WHAT THE TASK REQUIRES:
Please restate the following records word for word.

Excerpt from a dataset

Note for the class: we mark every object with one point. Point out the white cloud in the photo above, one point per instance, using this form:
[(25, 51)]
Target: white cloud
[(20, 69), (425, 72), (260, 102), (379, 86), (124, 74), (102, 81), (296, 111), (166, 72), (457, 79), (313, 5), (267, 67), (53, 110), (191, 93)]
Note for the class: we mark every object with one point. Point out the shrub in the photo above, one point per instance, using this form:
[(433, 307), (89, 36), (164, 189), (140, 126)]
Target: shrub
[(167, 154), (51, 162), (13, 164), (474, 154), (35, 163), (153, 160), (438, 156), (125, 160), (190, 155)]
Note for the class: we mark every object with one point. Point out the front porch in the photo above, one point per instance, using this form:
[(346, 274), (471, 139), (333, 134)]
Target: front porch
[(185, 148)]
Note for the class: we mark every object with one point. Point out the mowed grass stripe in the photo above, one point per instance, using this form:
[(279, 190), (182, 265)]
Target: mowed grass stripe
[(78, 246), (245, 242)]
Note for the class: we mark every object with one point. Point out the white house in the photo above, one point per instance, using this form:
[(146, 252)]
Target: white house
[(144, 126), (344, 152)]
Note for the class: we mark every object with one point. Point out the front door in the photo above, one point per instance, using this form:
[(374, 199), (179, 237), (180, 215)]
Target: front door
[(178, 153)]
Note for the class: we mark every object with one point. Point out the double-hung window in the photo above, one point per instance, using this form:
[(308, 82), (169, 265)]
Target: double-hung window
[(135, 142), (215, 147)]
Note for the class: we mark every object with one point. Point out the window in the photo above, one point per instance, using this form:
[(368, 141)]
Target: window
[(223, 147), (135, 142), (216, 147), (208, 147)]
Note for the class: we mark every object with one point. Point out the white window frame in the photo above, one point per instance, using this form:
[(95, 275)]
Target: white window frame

COMPLETE OUTPUT:
Note for the class: we mark every object with one point. Point out the white cloud in the photo above, one point per instance, using this form:
[(25, 51)]
Target: white cloud
[(20, 69), (425, 72), (260, 102), (379, 86), (124, 74), (102, 81), (296, 111), (166, 72), (457, 79), (313, 5), (267, 67), (53, 110), (191, 93)]
Note for the class: we mark every object with one point. Point out the shrub in the photo above, one point per instance, using this form:
[(433, 307), (89, 36), (164, 189), (140, 126)]
Target: shrub
[(167, 154), (51, 162), (13, 164), (474, 154), (35, 163), (153, 160), (438, 156), (125, 160), (190, 155)]
Note for the class: we mark every object with one point. Point out the front porch in the photo above, one point per instance, using this form:
[(346, 274), (471, 139), (333, 134)]
Target: front porch
[(185, 148)]
Note for the class: we mark every object with one point. Point out the mowed grass stripe in the photo above, one point per instance, using this form:
[(279, 190), (182, 265)]
Target: mowed grass stripe
[(78, 246), (245, 242)]
Note for the class: we mark every object with one point. Point out the white house in the photo above, one point per instance, using this form:
[(146, 252)]
Target: white house
[(144, 126), (344, 152)]
Note for the class: we mark every object with one point. Point out the front door in the photo above, one point per instance, using this form:
[(374, 199), (179, 237), (180, 215)]
Target: front door
[(178, 153)]
Note for the class: we mark every object with one point. Point out the double-hung window in the photo above, one point per instance, using this form:
[(308, 82), (169, 265)]
Target: double-hung window
[(135, 142), (215, 147)]
Note for the class: we mark every object with one point. Point out the window in the photo above, one point per instance, using this form:
[(368, 141)]
Target: window
[(223, 147), (135, 142), (216, 147), (208, 147)]
Note for the class: we mark every object with one point. Point out the white window frame in the photo above, one point per instance, using this form:
[(95, 275)]
Target: white window frame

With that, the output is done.